■ EXERCISE AIM ■
The whole listing, except its pictures, is to be repeated exactly.

■ DATA EXTRACTS ■
■ ■ ■ ■ ■

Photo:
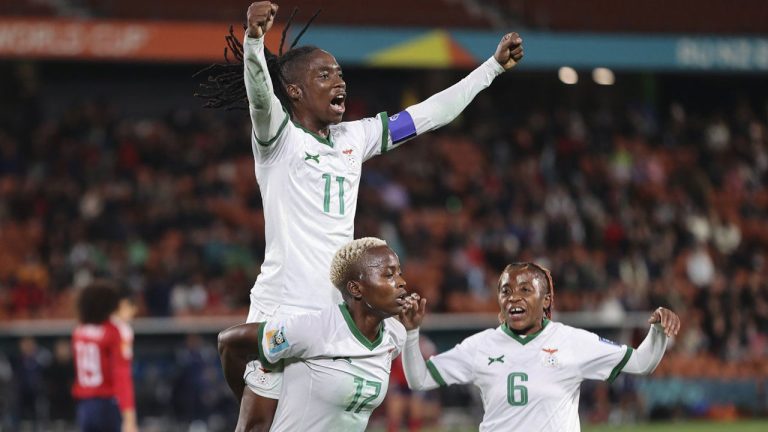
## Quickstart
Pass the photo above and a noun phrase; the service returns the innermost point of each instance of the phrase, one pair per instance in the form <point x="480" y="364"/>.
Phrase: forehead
<point x="380" y="257"/>
<point x="320" y="59"/>
<point x="517" y="276"/>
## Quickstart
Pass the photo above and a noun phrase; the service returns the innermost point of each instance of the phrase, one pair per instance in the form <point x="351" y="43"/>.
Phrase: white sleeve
<point x="648" y="355"/>
<point x="600" y="358"/>
<point x="455" y="366"/>
<point x="288" y="338"/>
<point x="443" y="107"/>
<point x="268" y="117"/>
<point x="414" y="366"/>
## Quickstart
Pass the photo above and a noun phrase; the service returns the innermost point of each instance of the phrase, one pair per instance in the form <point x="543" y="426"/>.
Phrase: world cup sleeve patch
<point x="608" y="341"/>
<point x="276" y="340"/>
<point x="401" y="127"/>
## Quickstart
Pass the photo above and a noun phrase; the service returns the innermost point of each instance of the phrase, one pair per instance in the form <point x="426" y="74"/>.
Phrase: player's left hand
<point x="669" y="321"/>
<point x="510" y="50"/>
<point x="413" y="311"/>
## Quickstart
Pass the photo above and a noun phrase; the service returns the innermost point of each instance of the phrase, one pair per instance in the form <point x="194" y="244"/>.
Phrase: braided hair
<point x="542" y="272"/>
<point x="224" y="86"/>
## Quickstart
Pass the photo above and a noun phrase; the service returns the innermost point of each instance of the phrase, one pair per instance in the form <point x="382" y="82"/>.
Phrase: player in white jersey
<point x="529" y="369"/>
<point x="337" y="360"/>
<point x="308" y="166"/>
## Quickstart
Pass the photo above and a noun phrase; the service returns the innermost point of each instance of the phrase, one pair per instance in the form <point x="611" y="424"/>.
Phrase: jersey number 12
<point x="359" y="383"/>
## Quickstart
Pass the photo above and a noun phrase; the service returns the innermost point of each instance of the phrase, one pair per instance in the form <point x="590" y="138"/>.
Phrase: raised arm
<point x="237" y="346"/>
<point x="267" y="114"/>
<point x="443" y="107"/>
<point x="664" y="324"/>
<point x="413" y="363"/>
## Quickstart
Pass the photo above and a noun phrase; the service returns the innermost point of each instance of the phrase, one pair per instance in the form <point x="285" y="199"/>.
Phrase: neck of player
<point x="310" y="122"/>
<point x="367" y="320"/>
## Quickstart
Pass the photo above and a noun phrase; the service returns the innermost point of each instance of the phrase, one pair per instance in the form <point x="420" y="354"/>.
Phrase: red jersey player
<point x="103" y="347"/>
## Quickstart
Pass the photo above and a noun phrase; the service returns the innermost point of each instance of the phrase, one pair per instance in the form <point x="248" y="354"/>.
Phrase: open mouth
<point x="515" y="312"/>
<point x="402" y="298"/>
<point x="337" y="103"/>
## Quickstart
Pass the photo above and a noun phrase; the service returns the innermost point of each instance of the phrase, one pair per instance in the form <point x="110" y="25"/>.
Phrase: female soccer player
<point x="339" y="358"/>
<point x="530" y="369"/>
<point x="308" y="166"/>
<point x="103" y="347"/>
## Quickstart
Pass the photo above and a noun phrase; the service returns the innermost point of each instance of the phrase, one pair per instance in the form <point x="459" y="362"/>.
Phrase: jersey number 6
<point x="517" y="395"/>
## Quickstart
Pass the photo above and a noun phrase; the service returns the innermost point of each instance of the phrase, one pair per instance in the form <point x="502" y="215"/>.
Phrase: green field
<point x="697" y="426"/>
<point x="687" y="426"/>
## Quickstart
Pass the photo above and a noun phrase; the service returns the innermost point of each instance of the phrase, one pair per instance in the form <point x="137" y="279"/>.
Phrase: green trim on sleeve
<point x="279" y="131"/>
<point x="262" y="358"/>
<point x="356" y="331"/>
<point x="524" y="340"/>
<point x="435" y="374"/>
<point x="617" y="370"/>
<point x="384" y="131"/>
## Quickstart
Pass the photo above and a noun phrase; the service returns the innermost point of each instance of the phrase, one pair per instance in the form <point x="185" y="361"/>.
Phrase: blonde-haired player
<point x="529" y="369"/>
<point x="337" y="359"/>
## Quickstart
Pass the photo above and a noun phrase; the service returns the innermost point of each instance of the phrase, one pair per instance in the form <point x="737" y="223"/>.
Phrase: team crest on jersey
<point x="349" y="157"/>
<point x="550" y="357"/>
<point x="276" y="340"/>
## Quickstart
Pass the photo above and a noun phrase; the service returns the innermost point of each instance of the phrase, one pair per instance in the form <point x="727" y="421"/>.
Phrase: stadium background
<point x="641" y="184"/>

■ ■ ■ ■ ■

■ WRITTEN REPLY ■
Photo:
## Quickstart
Pass the photo above and a noun phrase; the service returns the innermost point of each instance of the phrase, one pair per instance in the form <point x="480" y="364"/>.
Phrase: forehead
<point x="380" y="257"/>
<point x="320" y="59"/>
<point x="517" y="276"/>
## Quickstart
Pass the photo above and a noun phrase; the service returns the innermost point of each instance of the phrase, one pair per instance in the form <point x="351" y="43"/>.
Phrase: white sleeve
<point x="648" y="355"/>
<point x="600" y="358"/>
<point x="455" y="366"/>
<point x="288" y="338"/>
<point x="443" y="107"/>
<point x="268" y="117"/>
<point x="414" y="366"/>
## Quickstart
Pass the photo above and a noun phrase; the service returns the innermost point of each instance of the phrase, one pair per instance in the form <point x="543" y="426"/>.
Phrase: world cup sleeve patch
<point x="608" y="341"/>
<point x="276" y="340"/>
<point x="401" y="127"/>
## Quickstart
Pass the photo above and a noun phrase; the service returns the innermost point of each instance of the phrase, one pair per instance in the form <point x="426" y="74"/>.
Phrase: player's left hand
<point x="669" y="321"/>
<point x="510" y="50"/>
<point x="413" y="311"/>
## Quickstart
Pass the photo above and a noun phrase; the service returns the innermost point of each instance of the phrase, one pair per instance in the form <point x="194" y="244"/>.
Phrase: braided hair
<point x="542" y="272"/>
<point x="224" y="86"/>
## Quickstart
Pass the photo above and a noun phrase; the service returns the innermost point of each instance of the phrase, one pair per instance in the form <point x="382" y="82"/>.
Phrase: player in white jersey
<point x="529" y="369"/>
<point x="337" y="360"/>
<point x="308" y="166"/>
## Quickstart
Pass the photo above and a noun phrase; the service returns the innermost point of each instance of the phrase, one pair per instance in the form <point x="611" y="424"/>.
Phrase: jersey number 12
<point x="359" y="383"/>
## Quickstart
Pass the photo above and a noun phrase; the service returns the innermost point of each instance of the phrase, one pair per instance in the form <point x="590" y="138"/>.
Phrase: raised arm
<point x="237" y="346"/>
<point x="267" y="114"/>
<point x="443" y="107"/>
<point x="664" y="324"/>
<point x="413" y="363"/>
## Quickstart
Pass the photo above and a noun phrase; the service returns the innermost point of each instance of the phrase, one pair per instance in the form <point x="285" y="199"/>.
Phrase: neck of player
<point x="310" y="122"/>
<point x="367" y="320"/>
## Quickstart
Pass the photo above and a noun phrase; the service returns the innermost point of each instance of the phrase, one pair per instance in the form <point x="420" y="354"/>.
Phrase: red jersey player
<point x="103" y="347"/>
## Quickstart
Pass the photo above and a noun phrase; the service returns the innermost point of each instance of the phrase, one pair per instance in the form <point x="248" y="354"/>.
Phrase: open mouth
<point x="515" y="312"/>
<point x="402" y="298"/>
<point x="337" y="103"/>
## Quickstart
Pass the photo above and a noun phrase; the service returns the innermost point of each instance of the phrase, one pair per instance in the form <point x="110" y="25"/>.
Phrase: female soccer player
<point x="339" y="358"/>
<point x="530" y="369"/>
<point x="308" y="166"/>
<point x="103" y="347"/>
## Quickstart
Pass the photo above and a noun phrase; the service returns the innermost point of each instance of the phrase, one pair per instance in the form <point x="459" y="362"/>.
Phrase: jersey number 6
<point x="517" y="395"/>
## Quickstart
Pass the photo above and a noun phrase; the service returns the innermost point of each instance of the phrase, one pair per instance in the form <point x="502" y="215"/>.
Phrase: green field
<point x="697" y="426"/>
<point x="687" y="426"/>
## Quickstart
Pass the photo above and a noun phrase; the service returns the innermost point of each instance of the phrase, one pair per instance in the form <point x="137" y="279"/>.
Phrase: green trim on sleeve
<point x="279" y="131"/>
<point x="262" y="358"/>
<point x="356" y="331"/>
<point x="524" y="340"/>
<point x="435" y="374"/>
<point x="617" y="370"/>
<point x="384" y="131"/>
## Quickstart
Pass the photo above and a noun phrase; the service returns the innermost point of each instance of the phrase, one pair per instance in the form <point x="185" y="361"/>.
Phrase: blonde-haired player
<point x="529" y="369"/>
<point x="337" y="359"/>
## Quickstart
Pass the photo above and a noun phrase; the service returns the innermost point of each instance of the phrase, one pair per instance in the form <point x="737" y="223"/>.
Phrase: team crest on jersey
<point x="349" y="157"/>
<point x="550" y="357"/>
<point x="276" y="340"/>
## Quickstart
Pass the photo above and a noun phrase; the service returns the innermost point of each instance of the phrase, one pair per instance in the form <point x="727" y="421"/>.
Phrase: stadium background
<point x="641" y="184"/>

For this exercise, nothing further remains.